=== Work to be completed ===
Exactly reproduce the line containing "the white straw" together with every line after it, through the end of the entries, and give nothing more.
______
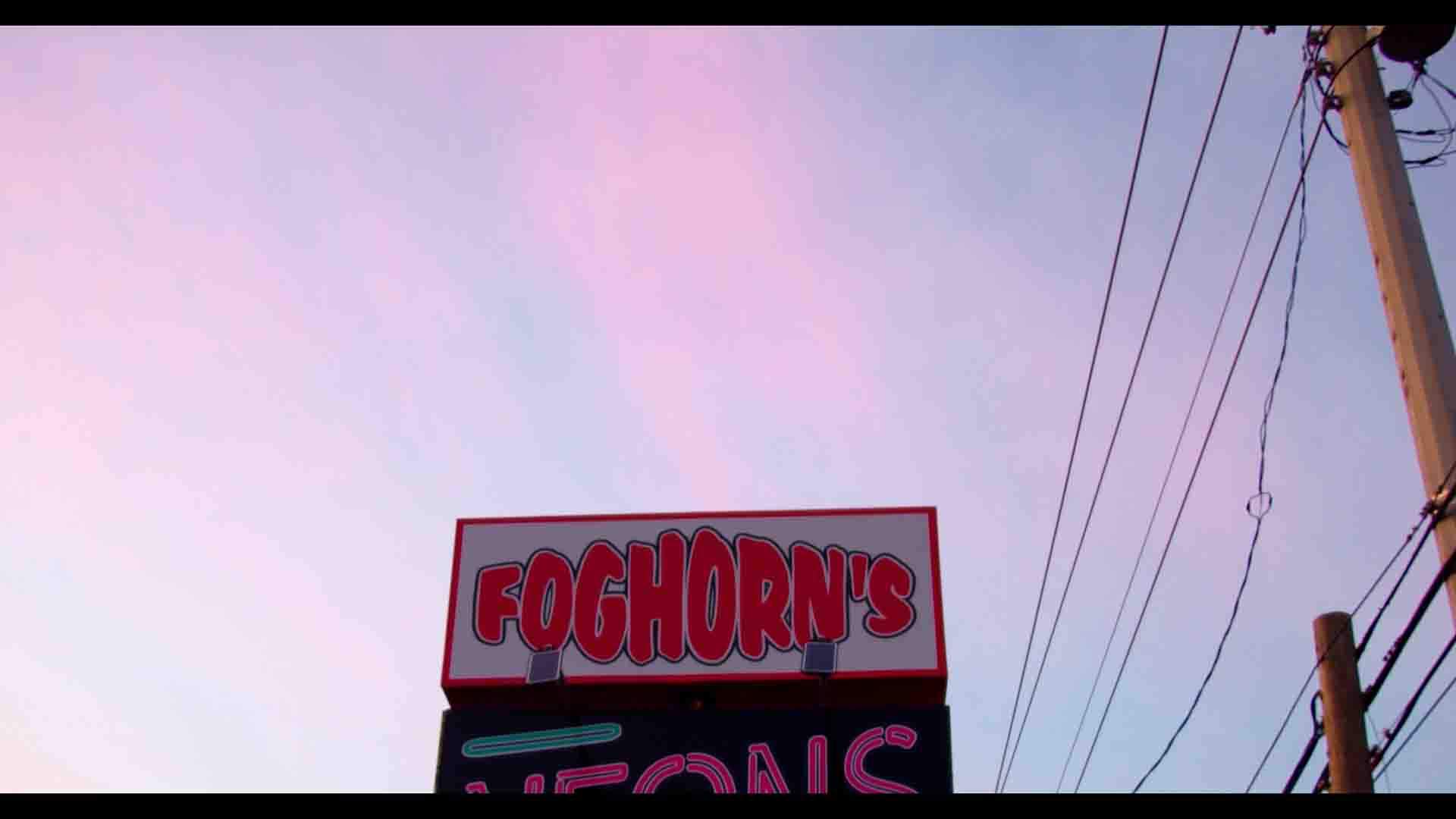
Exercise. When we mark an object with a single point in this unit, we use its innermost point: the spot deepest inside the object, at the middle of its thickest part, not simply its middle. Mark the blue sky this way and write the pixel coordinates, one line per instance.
(281, 305)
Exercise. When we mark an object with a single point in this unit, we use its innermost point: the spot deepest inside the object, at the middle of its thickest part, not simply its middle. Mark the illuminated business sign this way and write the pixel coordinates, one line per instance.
(714, 598)
(718, 751)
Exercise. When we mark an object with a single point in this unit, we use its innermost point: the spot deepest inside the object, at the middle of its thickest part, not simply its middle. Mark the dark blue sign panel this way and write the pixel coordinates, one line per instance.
(711, 751)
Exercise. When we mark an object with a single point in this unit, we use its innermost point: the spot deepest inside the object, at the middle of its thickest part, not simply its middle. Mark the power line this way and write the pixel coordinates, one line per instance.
(1183, 430)
(1402, 640)
(1416, 730)
(1410, 704)
(1087, 390)
(1429, 521)
(1258, 497)
(1426, 512)
(1128, 395)
(1201, 450)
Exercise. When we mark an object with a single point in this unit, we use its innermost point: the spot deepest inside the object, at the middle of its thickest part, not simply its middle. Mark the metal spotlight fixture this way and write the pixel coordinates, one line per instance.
(820, 657)
(544, 667)
(1410, 44)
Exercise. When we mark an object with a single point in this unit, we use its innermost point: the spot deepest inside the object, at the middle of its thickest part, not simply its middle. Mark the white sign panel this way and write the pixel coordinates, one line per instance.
(695, 596)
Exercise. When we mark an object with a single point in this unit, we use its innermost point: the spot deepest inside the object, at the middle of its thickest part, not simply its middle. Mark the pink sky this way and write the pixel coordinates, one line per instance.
(280, 305)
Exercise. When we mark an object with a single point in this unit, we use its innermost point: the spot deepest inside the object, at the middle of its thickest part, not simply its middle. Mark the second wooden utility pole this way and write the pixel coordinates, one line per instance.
(1402, 265)
(1345, 704)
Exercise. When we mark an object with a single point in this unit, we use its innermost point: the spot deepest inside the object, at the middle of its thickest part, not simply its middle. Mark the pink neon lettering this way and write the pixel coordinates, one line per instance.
(767, 780)
(819, 764)
(714, 770)
(657, 773)
(592, 776)
(855, 773)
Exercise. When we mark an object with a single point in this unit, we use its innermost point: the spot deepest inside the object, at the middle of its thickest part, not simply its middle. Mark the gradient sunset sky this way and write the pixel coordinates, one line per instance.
(277, 306)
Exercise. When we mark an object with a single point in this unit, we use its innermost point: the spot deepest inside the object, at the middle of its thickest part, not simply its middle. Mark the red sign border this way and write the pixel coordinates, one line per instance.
(465, 684)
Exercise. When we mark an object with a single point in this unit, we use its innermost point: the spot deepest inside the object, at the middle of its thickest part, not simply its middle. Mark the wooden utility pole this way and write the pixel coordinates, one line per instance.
(1345, 706)
(1413, 306)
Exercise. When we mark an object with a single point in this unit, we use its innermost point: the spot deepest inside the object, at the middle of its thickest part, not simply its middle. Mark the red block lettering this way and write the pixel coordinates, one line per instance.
(546, 601)
(712, 598)
(655, 598)
(820, 607)
(858, 573)
(601, 618)
(890, 588)
(494, 605)
(764, 598)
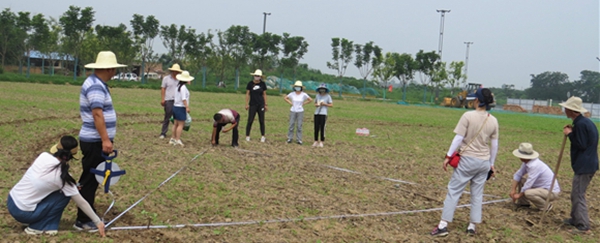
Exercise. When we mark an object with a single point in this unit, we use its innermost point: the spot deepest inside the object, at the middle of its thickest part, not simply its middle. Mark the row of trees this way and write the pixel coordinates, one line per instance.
(370, 60)
(73, 37)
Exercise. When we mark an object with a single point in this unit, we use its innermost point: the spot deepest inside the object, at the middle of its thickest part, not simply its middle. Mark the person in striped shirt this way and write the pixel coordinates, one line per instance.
(98, 129)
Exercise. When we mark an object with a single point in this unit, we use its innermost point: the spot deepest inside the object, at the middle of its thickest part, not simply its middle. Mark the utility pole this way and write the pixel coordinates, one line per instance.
(441, 41)
(467, 59)
(265, 21)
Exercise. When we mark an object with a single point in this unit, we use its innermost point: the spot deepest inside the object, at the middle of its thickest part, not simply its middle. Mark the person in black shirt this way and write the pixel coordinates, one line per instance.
(256, 102)
(583, 135)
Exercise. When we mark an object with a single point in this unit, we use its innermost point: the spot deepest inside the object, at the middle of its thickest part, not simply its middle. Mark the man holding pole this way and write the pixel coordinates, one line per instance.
(535, 188)
(583, 135)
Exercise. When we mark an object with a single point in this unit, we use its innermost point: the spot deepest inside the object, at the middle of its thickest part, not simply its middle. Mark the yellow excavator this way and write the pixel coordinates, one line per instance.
(464, 98)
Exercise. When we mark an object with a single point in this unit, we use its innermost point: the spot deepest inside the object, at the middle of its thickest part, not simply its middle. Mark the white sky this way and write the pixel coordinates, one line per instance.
(512, 38)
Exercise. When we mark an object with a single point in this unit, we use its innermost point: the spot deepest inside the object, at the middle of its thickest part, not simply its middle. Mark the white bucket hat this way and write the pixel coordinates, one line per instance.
(257, 72)
(105, 60)
(526, 151)
(184, 76)
(175, 68)
(575, 104)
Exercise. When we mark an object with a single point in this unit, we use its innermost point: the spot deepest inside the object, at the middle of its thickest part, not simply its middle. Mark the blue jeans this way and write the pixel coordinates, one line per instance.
(46, 215)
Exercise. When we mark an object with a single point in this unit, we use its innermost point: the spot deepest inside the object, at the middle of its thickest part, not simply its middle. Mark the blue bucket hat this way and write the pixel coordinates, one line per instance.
(322, 86)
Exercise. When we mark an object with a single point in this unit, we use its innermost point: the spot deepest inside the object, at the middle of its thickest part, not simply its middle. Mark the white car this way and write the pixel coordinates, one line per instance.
(126, 77)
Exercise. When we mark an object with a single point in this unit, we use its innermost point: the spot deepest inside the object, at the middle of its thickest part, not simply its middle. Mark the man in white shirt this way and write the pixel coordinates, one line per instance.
(533, 189)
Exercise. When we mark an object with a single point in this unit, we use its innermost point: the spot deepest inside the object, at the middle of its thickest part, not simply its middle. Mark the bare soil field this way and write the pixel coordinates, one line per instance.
(386, 187)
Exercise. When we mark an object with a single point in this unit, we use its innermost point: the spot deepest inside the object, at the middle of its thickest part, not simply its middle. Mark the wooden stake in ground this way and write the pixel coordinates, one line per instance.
(562, 149)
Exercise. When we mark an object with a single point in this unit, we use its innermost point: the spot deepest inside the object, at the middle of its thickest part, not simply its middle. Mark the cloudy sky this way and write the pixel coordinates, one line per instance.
(512, 38)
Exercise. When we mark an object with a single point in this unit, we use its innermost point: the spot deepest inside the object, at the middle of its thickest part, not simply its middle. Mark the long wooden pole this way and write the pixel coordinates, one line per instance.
(562, 149)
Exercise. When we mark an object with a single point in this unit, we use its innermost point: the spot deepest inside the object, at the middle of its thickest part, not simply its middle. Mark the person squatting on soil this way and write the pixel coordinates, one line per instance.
(181, 107)
(533, 188)
(256, 102)
(98, 129)
(322, 102)
(41, 196)
(167, 93)
(222, 118)
(297, 99)
(583, 135)
(474, 131)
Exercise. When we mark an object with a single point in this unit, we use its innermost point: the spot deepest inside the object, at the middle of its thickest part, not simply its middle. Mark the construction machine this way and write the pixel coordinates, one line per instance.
(464, 98)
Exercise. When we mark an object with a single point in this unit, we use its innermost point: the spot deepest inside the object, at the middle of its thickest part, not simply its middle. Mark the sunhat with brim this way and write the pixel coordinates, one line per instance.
(74, 151)
(175, 68)
(323, 86)
(105, 60)
(525, 151)
(298, 83)
(575, 104)
(257, 72)
(184, 76)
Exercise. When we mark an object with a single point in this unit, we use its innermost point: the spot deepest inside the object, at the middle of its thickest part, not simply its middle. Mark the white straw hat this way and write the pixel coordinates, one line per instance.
(575, 104)
(175, 68)
(526, 151)
(184, 76)
(105, 60)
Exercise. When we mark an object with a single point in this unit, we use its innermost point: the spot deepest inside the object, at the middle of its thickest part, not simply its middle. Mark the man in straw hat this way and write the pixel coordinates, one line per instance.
______
=== Result below ===
Exercise. When we mark an object with a single point in this unit, we use its innermost point: the spot deepest inside the object, at the middle of its thickest part, not simply its middle. Mark the white straw hat this way and write the pixel coordinates, one line per instance.
(575, 104)
(175, 68)
(526, 151)
(184, 76)
(105, 60)
Exercise. When we mark an object with a single point in this unit, we use its innermost point: the spot deepest inside the object, at the middle of its thickest part, not simply its middle. Mark the man in straw hat this way and write the pixel coordinates, one line per instance.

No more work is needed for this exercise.